══ PROVIDED MATERIAL ══

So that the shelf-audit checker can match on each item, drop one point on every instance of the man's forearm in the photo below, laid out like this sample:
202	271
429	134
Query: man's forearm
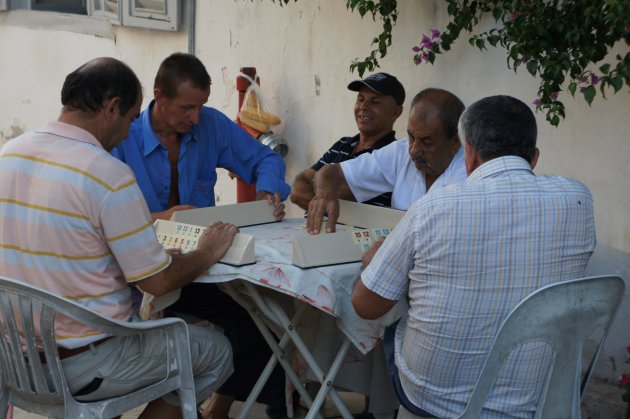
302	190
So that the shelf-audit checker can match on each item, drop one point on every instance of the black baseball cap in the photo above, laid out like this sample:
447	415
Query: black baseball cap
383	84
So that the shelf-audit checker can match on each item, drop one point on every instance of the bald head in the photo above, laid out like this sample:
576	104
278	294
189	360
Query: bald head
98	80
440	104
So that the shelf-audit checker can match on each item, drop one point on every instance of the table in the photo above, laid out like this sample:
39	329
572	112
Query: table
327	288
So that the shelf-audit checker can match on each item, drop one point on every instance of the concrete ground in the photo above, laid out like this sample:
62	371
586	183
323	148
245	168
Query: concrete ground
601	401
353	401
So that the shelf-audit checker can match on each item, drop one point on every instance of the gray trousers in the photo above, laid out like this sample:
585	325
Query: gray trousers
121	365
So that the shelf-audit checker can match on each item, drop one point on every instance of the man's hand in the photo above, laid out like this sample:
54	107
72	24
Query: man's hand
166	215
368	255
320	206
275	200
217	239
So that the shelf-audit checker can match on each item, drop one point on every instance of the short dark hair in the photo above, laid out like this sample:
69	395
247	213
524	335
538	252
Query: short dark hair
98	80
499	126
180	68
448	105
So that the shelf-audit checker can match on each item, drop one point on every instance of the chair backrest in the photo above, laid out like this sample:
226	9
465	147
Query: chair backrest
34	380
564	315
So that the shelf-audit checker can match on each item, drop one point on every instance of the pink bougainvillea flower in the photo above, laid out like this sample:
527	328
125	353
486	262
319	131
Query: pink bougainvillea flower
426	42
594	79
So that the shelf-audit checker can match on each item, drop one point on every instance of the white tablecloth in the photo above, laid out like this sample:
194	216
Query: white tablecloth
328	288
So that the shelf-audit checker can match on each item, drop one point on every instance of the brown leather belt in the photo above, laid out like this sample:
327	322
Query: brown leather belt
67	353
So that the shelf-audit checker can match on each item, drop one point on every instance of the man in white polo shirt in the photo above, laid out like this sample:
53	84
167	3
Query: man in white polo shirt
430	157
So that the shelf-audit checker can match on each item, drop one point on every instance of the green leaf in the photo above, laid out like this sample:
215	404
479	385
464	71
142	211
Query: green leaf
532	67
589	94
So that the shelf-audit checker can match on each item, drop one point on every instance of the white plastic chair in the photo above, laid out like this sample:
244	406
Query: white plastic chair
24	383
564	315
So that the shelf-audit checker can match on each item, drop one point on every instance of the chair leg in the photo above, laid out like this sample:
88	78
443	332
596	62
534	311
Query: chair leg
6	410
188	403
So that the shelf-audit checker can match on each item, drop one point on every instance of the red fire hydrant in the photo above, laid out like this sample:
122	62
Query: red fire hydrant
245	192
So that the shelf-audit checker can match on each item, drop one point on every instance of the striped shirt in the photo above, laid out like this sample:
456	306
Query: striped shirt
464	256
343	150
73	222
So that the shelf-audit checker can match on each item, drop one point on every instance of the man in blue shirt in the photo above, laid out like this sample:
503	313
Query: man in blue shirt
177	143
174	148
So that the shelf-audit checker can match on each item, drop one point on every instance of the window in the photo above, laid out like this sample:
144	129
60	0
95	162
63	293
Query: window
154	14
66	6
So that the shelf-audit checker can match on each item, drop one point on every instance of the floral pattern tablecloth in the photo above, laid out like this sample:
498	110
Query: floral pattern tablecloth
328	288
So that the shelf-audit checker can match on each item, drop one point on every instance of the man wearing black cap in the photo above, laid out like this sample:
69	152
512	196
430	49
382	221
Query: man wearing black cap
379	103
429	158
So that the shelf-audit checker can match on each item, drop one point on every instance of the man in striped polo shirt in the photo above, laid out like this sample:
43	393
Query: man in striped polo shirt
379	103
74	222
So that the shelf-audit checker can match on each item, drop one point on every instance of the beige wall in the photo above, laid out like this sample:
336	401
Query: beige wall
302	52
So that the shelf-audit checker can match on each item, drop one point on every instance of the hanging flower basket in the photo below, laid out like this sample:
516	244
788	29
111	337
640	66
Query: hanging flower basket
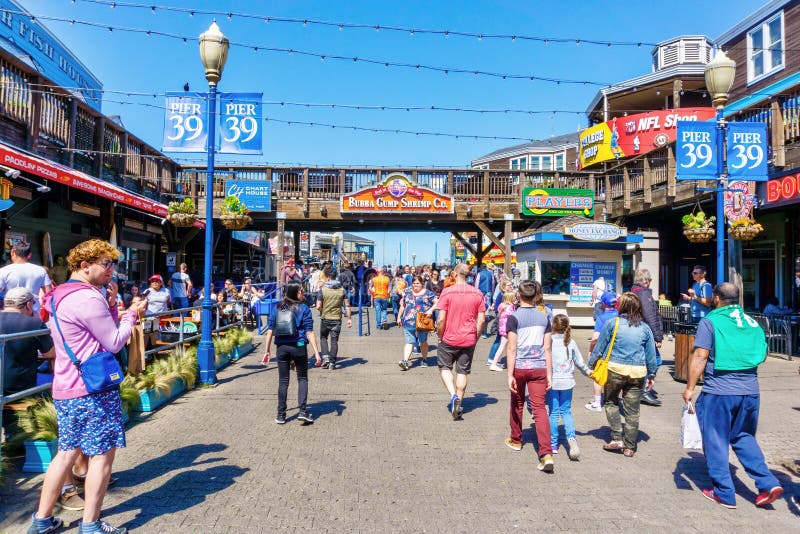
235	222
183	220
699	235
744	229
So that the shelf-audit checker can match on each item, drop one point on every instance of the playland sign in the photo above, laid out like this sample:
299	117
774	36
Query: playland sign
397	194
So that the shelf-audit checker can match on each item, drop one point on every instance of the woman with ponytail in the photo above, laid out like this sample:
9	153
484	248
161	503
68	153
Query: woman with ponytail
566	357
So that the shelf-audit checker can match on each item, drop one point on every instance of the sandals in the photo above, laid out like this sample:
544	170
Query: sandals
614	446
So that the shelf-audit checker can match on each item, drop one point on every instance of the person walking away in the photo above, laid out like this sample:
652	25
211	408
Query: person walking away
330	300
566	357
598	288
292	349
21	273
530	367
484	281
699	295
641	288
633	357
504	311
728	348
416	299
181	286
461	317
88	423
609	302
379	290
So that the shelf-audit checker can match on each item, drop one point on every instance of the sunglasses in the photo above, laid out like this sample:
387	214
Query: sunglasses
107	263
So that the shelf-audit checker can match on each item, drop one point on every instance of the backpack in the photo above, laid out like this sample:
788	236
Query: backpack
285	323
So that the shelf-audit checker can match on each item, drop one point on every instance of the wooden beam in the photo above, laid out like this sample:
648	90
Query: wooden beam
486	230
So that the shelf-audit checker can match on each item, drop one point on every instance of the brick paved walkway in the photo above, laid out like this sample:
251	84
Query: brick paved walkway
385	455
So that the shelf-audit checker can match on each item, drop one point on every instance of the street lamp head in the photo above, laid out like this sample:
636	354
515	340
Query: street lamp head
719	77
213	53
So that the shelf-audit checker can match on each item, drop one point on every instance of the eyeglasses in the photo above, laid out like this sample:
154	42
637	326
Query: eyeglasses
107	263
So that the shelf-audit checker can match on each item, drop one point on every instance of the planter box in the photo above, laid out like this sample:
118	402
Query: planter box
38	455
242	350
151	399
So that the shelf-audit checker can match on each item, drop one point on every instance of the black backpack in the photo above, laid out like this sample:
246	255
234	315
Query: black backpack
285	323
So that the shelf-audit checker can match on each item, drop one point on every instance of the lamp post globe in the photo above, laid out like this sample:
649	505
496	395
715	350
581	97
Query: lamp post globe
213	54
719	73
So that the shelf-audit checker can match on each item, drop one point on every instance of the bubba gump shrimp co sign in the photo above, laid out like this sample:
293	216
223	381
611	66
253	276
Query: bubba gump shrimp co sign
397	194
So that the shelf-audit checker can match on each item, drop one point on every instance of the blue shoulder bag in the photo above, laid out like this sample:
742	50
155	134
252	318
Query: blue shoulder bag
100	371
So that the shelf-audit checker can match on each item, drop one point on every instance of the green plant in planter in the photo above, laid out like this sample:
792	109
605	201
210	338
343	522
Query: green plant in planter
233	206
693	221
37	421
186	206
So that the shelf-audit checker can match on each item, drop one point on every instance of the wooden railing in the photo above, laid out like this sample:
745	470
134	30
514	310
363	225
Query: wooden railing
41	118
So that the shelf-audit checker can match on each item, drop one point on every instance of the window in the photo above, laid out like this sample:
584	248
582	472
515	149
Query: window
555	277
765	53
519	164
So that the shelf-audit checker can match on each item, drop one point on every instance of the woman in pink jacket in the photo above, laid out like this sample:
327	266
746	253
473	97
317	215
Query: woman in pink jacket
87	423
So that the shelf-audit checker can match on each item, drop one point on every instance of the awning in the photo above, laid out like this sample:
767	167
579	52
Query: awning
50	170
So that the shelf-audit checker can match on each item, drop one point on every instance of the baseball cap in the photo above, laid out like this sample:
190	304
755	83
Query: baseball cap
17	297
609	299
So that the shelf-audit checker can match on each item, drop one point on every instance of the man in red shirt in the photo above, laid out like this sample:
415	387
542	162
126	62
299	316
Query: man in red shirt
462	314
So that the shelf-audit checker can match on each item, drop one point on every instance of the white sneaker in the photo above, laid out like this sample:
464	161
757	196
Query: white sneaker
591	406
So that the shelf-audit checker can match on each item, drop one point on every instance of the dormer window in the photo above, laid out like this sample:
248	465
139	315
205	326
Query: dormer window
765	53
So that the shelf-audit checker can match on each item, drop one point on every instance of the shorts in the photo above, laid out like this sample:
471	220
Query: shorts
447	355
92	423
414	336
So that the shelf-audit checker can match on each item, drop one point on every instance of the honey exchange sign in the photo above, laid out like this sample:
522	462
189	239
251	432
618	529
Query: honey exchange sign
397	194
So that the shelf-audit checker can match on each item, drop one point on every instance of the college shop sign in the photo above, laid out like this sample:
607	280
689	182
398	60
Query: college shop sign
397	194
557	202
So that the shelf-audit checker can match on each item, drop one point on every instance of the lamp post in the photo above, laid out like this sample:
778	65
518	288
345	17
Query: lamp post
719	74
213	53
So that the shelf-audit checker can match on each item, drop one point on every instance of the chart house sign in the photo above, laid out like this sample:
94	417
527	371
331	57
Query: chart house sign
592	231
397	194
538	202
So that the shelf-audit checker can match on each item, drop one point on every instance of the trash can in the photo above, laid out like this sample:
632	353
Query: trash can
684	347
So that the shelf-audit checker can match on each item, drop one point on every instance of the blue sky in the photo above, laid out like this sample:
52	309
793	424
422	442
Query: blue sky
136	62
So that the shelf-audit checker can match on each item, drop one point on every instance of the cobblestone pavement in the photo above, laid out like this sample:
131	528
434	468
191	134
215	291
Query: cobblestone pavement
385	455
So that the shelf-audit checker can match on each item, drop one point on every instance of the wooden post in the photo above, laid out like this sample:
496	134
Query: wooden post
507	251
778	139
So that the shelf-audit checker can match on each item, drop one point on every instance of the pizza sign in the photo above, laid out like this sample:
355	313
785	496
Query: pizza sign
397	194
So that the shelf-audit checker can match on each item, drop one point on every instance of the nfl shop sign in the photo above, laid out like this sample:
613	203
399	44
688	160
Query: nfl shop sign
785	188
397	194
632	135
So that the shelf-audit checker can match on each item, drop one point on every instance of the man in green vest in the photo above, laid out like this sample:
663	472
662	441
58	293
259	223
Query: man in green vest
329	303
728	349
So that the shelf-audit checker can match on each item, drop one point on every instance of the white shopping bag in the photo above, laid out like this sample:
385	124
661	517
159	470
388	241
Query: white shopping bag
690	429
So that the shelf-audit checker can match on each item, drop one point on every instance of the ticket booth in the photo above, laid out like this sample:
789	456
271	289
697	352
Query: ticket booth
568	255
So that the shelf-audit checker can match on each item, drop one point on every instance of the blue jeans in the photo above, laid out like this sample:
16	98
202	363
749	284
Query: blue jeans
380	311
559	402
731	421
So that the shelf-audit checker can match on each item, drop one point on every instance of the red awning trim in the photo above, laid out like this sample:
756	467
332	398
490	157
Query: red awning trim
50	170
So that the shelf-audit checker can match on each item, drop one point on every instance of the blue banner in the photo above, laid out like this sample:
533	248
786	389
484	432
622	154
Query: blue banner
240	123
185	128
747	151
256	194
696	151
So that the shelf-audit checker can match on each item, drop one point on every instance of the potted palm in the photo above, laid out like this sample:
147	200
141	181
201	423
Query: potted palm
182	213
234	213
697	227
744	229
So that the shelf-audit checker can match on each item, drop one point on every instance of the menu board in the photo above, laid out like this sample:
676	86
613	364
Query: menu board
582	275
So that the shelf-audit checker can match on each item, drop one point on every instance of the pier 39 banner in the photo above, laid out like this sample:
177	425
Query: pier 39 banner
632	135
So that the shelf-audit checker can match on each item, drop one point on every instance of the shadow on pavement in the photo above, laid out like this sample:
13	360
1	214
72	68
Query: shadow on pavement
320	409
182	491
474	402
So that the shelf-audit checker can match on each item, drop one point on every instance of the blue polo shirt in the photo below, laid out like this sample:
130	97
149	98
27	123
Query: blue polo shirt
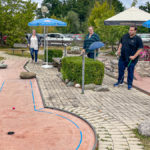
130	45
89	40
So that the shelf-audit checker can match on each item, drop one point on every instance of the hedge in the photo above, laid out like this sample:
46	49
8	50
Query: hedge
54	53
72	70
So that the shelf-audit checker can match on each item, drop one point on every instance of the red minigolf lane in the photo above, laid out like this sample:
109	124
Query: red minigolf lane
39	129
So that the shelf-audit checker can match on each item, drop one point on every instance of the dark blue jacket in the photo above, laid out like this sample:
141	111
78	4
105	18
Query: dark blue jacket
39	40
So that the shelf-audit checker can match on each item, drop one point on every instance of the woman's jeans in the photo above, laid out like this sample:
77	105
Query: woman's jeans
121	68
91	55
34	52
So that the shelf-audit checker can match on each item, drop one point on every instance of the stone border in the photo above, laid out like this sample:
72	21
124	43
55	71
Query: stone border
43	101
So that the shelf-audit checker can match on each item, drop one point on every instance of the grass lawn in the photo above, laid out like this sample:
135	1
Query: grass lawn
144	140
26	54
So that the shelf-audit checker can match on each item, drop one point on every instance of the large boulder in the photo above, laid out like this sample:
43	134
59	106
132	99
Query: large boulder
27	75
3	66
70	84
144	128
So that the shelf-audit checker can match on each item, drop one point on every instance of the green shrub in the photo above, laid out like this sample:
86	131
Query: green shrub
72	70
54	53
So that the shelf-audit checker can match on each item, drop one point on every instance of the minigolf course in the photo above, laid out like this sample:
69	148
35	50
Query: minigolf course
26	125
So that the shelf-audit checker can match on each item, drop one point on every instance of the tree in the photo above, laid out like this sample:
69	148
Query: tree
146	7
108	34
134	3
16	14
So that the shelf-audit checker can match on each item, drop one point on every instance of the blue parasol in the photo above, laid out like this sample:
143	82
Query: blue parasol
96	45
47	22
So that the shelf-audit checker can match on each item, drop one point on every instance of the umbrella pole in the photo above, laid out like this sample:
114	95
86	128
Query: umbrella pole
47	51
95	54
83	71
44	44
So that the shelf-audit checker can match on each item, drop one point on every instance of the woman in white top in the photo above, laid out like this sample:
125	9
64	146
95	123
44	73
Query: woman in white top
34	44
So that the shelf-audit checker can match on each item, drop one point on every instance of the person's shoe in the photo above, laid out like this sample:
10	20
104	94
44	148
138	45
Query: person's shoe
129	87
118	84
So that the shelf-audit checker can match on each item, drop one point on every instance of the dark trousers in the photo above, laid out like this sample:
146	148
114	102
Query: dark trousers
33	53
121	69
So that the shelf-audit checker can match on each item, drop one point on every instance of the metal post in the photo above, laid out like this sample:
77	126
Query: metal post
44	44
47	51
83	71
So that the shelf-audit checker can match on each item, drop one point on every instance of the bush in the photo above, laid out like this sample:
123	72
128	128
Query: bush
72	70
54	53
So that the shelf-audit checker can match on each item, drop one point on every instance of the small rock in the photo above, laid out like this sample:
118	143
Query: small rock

═══

INSTRUCTIONS FOR THE TASK: Beginning with the line that contains "of the person's", repeat every line through the end of the records and nothing more.

RESULT:
So that the shelf-audit checker can match on each item, drop one point on every instance of the person's shoe in the photo above, laid out like this sample:
10	20
104	94
44	148
138	45
Query: person's shoe
129	87
118	84
So that the shelf-audit checker can match on each item, drop one point on every instance of the dark trousers in the photo above, laid out like this sample:
146	148
114	102
Query: dark trousers
33	53
121	69
So that the shelf-audit checker can match on each item, drop one point on every instance of the metal post in the photo above, laid out like this sample:
77	126
Query: metal post
44	44
47	51
83	71
So that the shelf-audit checker can match on each item, drop one point on every instance of the bush in the photo above, laid out like this sample:
123	72
128	128
Query: bush
72	70
54	53
So that the shelf-audit checker can match on each item, drop one point on every instance of the small rock in the photo above, laid out like this sample:
118	143
Query: small rock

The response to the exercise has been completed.